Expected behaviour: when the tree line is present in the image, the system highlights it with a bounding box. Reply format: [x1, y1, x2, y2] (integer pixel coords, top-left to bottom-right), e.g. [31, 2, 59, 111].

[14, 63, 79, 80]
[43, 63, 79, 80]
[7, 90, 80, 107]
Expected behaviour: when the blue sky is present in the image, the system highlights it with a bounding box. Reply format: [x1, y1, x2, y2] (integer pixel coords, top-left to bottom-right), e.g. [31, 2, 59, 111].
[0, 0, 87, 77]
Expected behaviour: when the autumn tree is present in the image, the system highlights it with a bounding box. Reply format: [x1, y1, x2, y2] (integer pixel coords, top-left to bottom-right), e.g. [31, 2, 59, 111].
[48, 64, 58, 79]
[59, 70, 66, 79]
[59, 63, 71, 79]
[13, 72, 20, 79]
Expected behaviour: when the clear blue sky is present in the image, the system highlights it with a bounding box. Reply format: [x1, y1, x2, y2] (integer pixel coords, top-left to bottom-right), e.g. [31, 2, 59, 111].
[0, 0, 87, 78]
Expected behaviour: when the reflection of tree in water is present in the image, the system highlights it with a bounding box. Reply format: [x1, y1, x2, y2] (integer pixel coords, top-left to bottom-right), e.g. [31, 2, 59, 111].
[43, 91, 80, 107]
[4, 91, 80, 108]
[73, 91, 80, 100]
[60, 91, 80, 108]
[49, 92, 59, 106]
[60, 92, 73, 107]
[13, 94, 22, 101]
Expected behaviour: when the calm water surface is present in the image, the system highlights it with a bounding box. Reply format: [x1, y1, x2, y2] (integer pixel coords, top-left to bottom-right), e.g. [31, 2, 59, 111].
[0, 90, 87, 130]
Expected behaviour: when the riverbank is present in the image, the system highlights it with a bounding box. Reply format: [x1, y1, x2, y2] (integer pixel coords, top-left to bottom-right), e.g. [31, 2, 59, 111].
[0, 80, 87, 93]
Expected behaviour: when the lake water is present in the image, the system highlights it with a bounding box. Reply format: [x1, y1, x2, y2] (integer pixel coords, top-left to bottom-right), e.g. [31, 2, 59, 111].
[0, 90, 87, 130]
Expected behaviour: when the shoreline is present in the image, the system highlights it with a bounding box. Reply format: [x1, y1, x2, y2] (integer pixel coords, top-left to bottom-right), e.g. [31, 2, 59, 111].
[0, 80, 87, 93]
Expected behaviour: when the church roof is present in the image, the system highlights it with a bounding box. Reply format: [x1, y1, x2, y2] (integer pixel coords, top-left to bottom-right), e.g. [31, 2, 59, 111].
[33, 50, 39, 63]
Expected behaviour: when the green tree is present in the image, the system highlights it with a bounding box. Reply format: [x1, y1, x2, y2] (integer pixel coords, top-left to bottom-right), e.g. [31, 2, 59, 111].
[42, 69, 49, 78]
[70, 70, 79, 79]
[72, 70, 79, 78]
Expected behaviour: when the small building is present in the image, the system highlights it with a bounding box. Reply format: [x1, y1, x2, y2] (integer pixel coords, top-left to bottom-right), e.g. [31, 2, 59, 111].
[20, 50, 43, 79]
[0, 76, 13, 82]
※
DIRECTIONS FOR THIS TASK. Exactly as written, give the records again.

ANSWER TO THIS EXERCISE.
Expected behaviour: when the tree line is present in the image, the system highlights it with a bounding box. Reply format: [x1, y1, x2, y2] (integer pixel coords, top-left to bottom-right), e.g. [31, 2, 59, 111].

[14, 63, 79, 80]
[43, 63, 79, 80]
[7, 90, 80, 107]
Expected behaviour: when the blue sky is present in the image, the system highlights it with a bounding box. Reply format: [x1, y1, x2, y2] (integer pixel coords, top-left to bottom-right), e.g. [31, 2, 59, 111].
[0, 0, 87, 77]
Expected behaviour: when the autumn tree is present in the image, the system highlights it with a bounding box. Reply format: [x1, y1, x2, y2] (integer pixel coords, top-left to bottom-right), e.g. [31, 2, 59, 111].
[48, 64, 58, 79]
[59, 70, 66, 79]
[59, 63, 71, 79]
[13, 72, 20, 79]
Expected behaviour: when the clear blue sky is present in the image, the system highlights it with a bounding box. Reply format: [x1, y1, x2, y2] (integer pixel coords, top-left to bottom-right), e.g. [31, 2, 59, 111].
[0, 0, 87, 78]
Expected behaviour: when the reflection of tree in water is present in the image, the system highlights it with a bounding box. Reply format: [x1, y1, x2, y2] (integer pixel coords, top-left to bottom-right), e.g. [31, 2, 59, 111].
[43, 91, 80, 107]
[4, 91, 80, 108]
[73, 91, 80, 100]
[60, 91, 80, 108]
[49, 92, 59, 106]
[60, 92, 73, 107]
[13, 94, 22, 101]
Expected behaviour: when the calm water surface is present in the image, the system highlights it with a bounding box. Reply format: [x1, y1, x2, y2] (integer pixel coords, top-left to bottom-right), e.g. [31, 2, 59, 111].
[0, 90, 87, 130]
Expected behaviour: when the riverbank is present in the image, the system highlights it with a bounding box. Reply format: [x1, y1, x2, y2] (integer pixel coords, top-left to bottom-right), e.g. [31, 2, 59, 111].
[0, 80, 87, 93]
Expected behaviour: when the lake water is present in the image, the system highlights it with a bounding box. Reply format: [x1, y1, x2, y2] (integer pixel coords, top-left to bottom-right), e.g. [31, 2, 59, 111].
[0, 90, 87, 130]
Expected behaviour: when the shoreline is present in the image, the system highlights it with a bounding box. Reply format: [x1, y1, x2, y2] (integer pixel coords, top-left to bottom-right), e.g. [31, 2, 59, 111].
[0, 80, 87, 93]
Expected behaviour: when the church roof is present in the image, the system highlights it with a bounding box. Reply format: [x1, y1, x2, y2] (integer pixel coords, top-left to bottom-right), e.g. [31, 2, 59, 111].
[33, 50, 39, 63]
Expected behaviour: when the green tree is present in the image, the system highlights it with a bounding box. Reply format: [x1, y1, x2, y2] (integer pixel coords, top-left to bottom-right), e.g. [31, 2, 59, 111].
[42, 69, 49, 78]
[70, 70, 79, 79]
[72, 70, 79, 78]
Expected behaviour: when the small building is present in the image, the system highlights it with a bounding box. Reply format: [x1, y1, x2, y2] (integer pixel coords, top-left to bottom-right), e.g. [31, 2, 59, 111].
[20, 50, 43, 79]
[0, 76, 13, 82]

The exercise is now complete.